» **To do**:
Report every line in the entries below that contains the word "wall", copying each such line in full. Matching is case-sensitive.

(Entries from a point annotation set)
##############################
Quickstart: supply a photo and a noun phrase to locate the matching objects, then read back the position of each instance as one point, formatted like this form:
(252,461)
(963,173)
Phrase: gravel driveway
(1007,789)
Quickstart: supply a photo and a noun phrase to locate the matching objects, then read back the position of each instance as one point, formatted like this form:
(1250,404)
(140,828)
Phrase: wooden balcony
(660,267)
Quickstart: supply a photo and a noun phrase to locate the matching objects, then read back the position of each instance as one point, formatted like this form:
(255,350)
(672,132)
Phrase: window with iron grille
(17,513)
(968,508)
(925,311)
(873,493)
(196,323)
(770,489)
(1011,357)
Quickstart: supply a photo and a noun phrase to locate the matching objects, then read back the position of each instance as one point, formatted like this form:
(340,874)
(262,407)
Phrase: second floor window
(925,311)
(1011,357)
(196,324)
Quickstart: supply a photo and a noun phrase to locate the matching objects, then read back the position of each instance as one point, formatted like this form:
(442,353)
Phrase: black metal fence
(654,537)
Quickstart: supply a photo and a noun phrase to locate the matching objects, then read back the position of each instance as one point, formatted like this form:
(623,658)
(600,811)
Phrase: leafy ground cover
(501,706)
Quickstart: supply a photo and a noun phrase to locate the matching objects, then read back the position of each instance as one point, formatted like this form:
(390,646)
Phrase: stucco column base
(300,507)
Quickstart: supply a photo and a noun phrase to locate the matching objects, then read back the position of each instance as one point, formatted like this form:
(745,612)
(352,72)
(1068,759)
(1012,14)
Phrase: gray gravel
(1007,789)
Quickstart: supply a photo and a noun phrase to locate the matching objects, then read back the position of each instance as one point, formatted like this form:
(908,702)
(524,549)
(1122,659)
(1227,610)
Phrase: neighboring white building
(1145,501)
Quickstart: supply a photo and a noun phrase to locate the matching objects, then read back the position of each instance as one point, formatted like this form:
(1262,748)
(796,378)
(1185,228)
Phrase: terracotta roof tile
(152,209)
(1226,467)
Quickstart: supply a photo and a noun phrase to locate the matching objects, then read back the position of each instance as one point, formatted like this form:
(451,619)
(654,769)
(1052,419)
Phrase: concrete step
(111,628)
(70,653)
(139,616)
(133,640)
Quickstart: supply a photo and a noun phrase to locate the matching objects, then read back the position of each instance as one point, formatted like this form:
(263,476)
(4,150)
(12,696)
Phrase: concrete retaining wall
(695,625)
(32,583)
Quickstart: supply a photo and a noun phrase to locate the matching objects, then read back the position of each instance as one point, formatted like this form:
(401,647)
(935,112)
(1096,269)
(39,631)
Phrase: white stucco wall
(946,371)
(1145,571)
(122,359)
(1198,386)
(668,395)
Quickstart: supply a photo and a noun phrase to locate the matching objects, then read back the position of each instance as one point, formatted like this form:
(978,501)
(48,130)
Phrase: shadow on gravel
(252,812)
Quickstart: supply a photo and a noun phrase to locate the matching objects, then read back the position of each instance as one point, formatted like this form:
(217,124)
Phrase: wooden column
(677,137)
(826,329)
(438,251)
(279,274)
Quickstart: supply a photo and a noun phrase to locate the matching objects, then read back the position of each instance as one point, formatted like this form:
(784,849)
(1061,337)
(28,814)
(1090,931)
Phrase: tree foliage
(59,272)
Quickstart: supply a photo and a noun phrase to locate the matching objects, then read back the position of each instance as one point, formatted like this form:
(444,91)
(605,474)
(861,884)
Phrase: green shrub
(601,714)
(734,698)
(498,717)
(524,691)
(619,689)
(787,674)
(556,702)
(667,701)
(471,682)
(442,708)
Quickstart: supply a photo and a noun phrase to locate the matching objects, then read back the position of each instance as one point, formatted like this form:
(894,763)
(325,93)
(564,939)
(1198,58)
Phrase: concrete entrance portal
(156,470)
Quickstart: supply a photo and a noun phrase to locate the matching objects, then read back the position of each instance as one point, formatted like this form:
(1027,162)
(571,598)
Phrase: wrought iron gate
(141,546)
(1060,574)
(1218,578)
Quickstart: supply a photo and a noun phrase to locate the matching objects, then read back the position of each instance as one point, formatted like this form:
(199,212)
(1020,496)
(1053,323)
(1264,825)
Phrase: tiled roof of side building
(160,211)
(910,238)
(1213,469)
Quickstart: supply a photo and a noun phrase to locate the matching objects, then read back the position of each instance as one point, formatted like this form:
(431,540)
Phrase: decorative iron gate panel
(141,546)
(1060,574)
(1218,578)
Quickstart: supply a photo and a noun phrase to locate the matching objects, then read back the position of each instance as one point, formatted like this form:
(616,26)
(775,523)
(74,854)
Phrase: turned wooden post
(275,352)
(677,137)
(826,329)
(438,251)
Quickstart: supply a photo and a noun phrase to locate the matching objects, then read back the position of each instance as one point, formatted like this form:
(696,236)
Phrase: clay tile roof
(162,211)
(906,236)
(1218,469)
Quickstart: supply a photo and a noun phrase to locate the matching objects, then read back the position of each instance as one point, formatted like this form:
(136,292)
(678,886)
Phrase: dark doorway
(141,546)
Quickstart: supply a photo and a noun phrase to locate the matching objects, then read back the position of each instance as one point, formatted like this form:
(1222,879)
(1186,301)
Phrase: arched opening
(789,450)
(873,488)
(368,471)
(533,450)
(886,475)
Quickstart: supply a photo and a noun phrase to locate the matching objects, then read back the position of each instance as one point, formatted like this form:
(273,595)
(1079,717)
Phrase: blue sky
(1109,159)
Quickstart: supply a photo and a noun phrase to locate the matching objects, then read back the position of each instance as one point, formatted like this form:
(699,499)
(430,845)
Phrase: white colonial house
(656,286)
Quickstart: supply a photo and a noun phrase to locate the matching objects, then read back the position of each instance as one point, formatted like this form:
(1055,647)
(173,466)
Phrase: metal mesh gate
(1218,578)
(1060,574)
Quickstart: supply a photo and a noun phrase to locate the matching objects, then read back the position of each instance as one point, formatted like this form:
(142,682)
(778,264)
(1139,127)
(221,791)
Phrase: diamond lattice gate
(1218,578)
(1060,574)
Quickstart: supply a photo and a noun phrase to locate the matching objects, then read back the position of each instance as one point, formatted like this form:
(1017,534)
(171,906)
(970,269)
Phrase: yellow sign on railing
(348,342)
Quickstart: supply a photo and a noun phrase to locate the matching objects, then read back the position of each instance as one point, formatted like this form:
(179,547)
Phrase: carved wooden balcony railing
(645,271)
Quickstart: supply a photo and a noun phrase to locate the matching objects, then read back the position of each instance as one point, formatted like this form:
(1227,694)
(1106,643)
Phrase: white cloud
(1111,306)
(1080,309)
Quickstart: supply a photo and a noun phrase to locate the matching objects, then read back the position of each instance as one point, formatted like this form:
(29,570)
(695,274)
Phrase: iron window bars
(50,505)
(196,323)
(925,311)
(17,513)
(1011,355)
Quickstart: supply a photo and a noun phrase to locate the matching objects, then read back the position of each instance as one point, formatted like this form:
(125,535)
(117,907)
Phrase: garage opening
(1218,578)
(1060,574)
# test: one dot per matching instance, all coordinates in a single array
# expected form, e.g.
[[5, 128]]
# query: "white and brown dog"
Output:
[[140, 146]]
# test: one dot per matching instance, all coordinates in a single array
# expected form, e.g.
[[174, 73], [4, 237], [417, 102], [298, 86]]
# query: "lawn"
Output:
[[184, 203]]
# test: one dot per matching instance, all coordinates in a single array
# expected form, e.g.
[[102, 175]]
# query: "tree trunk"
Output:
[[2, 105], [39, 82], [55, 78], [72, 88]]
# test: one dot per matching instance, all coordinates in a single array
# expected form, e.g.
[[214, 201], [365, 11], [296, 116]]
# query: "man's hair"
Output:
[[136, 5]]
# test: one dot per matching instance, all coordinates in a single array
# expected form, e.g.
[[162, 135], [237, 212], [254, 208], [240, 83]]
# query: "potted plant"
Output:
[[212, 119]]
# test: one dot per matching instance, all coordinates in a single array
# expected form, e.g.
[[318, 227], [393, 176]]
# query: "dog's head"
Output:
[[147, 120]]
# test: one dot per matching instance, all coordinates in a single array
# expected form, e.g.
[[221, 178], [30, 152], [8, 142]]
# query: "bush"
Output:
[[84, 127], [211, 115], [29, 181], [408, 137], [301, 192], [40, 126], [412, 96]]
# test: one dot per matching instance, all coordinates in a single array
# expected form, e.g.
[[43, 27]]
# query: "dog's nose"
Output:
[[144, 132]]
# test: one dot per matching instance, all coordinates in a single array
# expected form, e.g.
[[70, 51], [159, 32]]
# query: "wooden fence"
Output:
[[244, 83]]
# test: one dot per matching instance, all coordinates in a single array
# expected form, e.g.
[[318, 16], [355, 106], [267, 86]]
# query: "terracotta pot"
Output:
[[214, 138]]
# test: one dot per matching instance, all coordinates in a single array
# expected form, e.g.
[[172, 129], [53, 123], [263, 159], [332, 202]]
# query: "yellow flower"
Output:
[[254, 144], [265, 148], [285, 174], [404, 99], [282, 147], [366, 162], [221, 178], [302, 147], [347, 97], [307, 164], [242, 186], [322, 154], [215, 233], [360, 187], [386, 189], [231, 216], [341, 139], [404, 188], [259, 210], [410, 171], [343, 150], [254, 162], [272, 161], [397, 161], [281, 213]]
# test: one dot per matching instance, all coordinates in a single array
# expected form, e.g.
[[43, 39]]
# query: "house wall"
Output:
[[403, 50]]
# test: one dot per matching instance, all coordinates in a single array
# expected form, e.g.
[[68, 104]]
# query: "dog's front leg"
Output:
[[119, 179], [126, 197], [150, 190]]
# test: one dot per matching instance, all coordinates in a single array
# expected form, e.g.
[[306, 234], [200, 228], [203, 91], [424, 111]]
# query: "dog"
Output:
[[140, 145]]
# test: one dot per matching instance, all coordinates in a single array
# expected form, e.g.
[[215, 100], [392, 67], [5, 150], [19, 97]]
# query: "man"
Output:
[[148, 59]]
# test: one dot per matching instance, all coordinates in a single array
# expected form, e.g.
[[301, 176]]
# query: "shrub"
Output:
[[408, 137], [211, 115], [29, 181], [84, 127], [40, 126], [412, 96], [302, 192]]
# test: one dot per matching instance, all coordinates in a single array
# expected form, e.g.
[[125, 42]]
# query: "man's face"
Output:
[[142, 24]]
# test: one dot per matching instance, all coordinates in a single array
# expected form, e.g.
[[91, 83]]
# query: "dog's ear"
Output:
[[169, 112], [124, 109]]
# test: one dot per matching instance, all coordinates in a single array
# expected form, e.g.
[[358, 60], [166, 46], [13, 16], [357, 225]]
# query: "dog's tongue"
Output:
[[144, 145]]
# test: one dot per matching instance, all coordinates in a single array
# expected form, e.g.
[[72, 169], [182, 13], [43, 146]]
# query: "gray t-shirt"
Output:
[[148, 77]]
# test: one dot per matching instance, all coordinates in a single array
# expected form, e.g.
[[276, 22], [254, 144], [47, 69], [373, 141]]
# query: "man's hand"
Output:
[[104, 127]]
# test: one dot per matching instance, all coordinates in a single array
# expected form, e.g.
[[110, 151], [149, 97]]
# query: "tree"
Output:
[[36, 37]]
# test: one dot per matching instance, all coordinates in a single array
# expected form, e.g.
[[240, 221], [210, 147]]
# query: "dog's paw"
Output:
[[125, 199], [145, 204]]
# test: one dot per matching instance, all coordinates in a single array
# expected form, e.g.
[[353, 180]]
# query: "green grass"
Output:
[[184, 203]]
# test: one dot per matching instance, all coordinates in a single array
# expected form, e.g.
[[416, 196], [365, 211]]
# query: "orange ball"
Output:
##############################
» **Result of this task**:
Phrase: concrete retaining wall
Phrase: white stucco wall
# query: "house wall"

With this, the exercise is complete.